▶ [Selected passage]:
+-------+
Who Has the Right to See Clinical Trial Data?

October 30, 2019
Peter O'Donnell
Applied Clinical Trials

After a court case rehashes the issue of excessive secrecy in trial data, drug firms maintain their objections over releasing data on their products.

That longstanding concern among European academics and health activists about what they see as excessive secrecy over clinical trial data is back. It has been prompted by a court case that looks as if it may reinforce rather than relax confidentiality of trial results. 

Among a number of current battles in the European Union’s senior court, where the European Medicines Agency is fighting off drug firms’ objections to release of data on their products, one of the court’s principal advisers has suggested that transparency is going too far in one case. If his opinion is adopted by the full court, it could mark the turning of a tide which has been rising for a decade and more.

The case in point is an appeal by PTC Therapeutics International against EMA’s planned release of a clinical study report on its Translarna, an orphan drug to treat Duchenne Muscular Dystrophy. The company maintains that release compromises its commercial interests-particularly since the request for the information came from another pharmaceutical company. In an initial opinion-which still has to be reviewed by the court- Gerard Hogan, the leading Irish judge at the court, considers that disclosure of the report is not without risk to the company’s commercial interests. He noted that the company requesting the data “is or might be a competitor”, and he questioned what has become something of a general presumption by the court that clinical study reports should be disclosed.
+-------+
▶ [Data segment]:
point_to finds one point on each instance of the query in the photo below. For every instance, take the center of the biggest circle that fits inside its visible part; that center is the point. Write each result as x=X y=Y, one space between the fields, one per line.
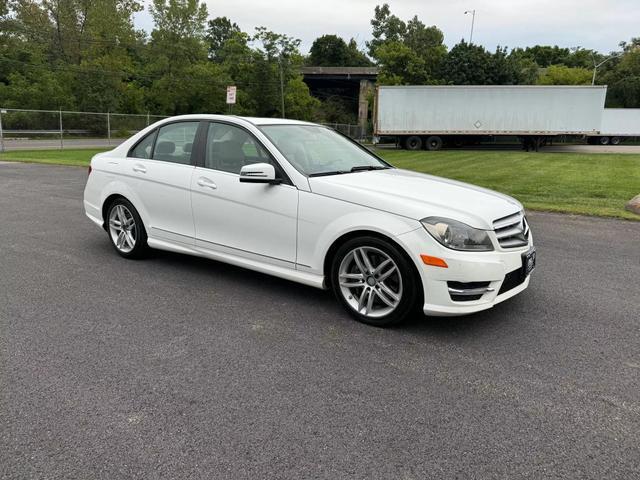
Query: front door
x=251 y=220
x=161 y=169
+-------+
▶ [Exercise instructions]:
1. From the article on clinical trial data, extract the text starting with "October 30, 2019" and going on through "on their products.".
2. Answer these questions using the article on clinical trial data:
(a) What drug is the subject of PTC Therapeutics International's appeal, and what condition does it treat?
(b) Which judge gave the initial opinion on the case?
(c) On what date was the article published?
3. In one to three sentences, explain why PTC Therapeutics objects to EMA's planned release of the clinical study report, according to the article on clinical trial data.

▶ [Responses for each task]:
1.
October 30, 2019
Peter O'Donnell
Applied Clinical Trials

After a court case rehashes the issue of excessive secrecy in trial data, drug firms maintain their objections over releasing data on their products.

2.
(a) Translarna, an orphan drug to treat Duchenne Muscular Dystrophy.
(b) Gerard Hogan.
(c) October 30, 2019.

3. The company says the release compromises its commercial interests. This concern is heightened because the request for the information came from another pharmaceutical company, which Gerard Hogan noted "is or might be a competitor."